▶ [AIM] The line containing "white ceiling, the" marks where to begin; quote it and every line after it through the end of the data, exactly as written.

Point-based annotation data
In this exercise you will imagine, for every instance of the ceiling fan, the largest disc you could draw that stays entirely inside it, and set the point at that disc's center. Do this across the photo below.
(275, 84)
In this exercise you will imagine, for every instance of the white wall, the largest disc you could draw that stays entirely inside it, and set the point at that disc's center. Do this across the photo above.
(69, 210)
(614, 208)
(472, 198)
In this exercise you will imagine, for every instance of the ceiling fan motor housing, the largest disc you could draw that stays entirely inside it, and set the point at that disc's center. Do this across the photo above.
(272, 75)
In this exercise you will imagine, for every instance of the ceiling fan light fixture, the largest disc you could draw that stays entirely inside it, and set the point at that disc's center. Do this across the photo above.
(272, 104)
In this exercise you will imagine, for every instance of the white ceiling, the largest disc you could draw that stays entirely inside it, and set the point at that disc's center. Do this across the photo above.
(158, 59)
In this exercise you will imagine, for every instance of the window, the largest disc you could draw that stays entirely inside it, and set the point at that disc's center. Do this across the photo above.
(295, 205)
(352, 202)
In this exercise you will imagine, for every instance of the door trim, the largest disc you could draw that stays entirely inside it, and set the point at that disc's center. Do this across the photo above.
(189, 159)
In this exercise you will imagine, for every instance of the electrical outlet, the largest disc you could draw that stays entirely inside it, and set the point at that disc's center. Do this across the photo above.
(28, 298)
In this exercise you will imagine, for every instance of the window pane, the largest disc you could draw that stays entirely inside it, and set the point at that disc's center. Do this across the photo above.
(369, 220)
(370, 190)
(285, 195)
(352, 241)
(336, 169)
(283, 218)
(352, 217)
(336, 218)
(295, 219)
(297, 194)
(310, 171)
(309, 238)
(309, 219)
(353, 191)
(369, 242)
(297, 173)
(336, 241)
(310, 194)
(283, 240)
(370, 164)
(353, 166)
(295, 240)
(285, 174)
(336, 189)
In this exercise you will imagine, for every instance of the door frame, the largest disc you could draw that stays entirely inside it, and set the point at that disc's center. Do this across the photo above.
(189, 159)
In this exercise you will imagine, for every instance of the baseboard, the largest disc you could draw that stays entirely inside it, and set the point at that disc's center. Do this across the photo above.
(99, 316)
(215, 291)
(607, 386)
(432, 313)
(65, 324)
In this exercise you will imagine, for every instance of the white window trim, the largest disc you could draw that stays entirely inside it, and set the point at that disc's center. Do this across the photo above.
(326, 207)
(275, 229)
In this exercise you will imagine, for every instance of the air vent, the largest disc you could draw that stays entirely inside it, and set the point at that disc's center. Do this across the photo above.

▶ [ANSWER TO THE PROBLEM]
In this exercise you will imagine, for every instance of the white ceiling, the largest disc you could draw that stays entirely inside it, and set the point at that disc's center. Do this across the photo above.
(158, 59)
In this exercise you will imagine, for every instance of the window, the largest disc you could draw that stays entirely inside it, and set the point at that disc's center. Do this across the photo above.
(295, 205)
(352, 202)
In this exercise you will imagine, for every instance of the door trim, the largest disc you could draw that stays entirely inside it, and set the point at that disc's center. Do this across the photo above.
(189, 159)
In this exercise you will imagine, for every instance of the electrical outlet, the largest disc you could draw that stays entirely inside it, and set the point at that disc's center. Do this across the photo above.
(28, 298)
In this exercise you will imagine, for every instance of the window pane, the largest disc you could draw that stays entirely inside it, and set the point at that disc's center. Do this across the photo above.
(369, 220)
(370, 190)
(285, 195)
(352, 241)
(336, 169)
(283, 218)
(352, 217)
(336, 218)
(295, 219)
(297, 194)
(310, 171)
(309, 238)
(309, 219)
(353, 191)
(369, 242)
(297, 173)
(336, 241)
(310, 194)
(283, 240)
(370, 164)
(353, 166)
(295, 240)
(285, 174)
(336, 189)
In this exercise you will imagine, for every instance of the door frame, the largest disc you could draw that stays entirely inside it, and set the point at that disc's center. Do this across the photo above.
(189, 159)
In this exercise you will imagine, for every instance of the baseboard, the largest disc you could draw that stays entirely inside it, and set the point at that disc's center. Do this across the photo above.
(99, 316)
(215, 291)
(607, 386)
(432, 313)
(65, 324)
In this exercise you will imagine, for every instance of the white window trim, the largest disc you could draw that stays entirely inside it, and set the point at that disc's center. Do this across the photo above.
(326, 207)
(275, 229)
In this exercise you will imagine, for every instance of the air vent, the largest disc you could draw that stays entirely inside it, and set the point at that disc's center. Do this across the photo above.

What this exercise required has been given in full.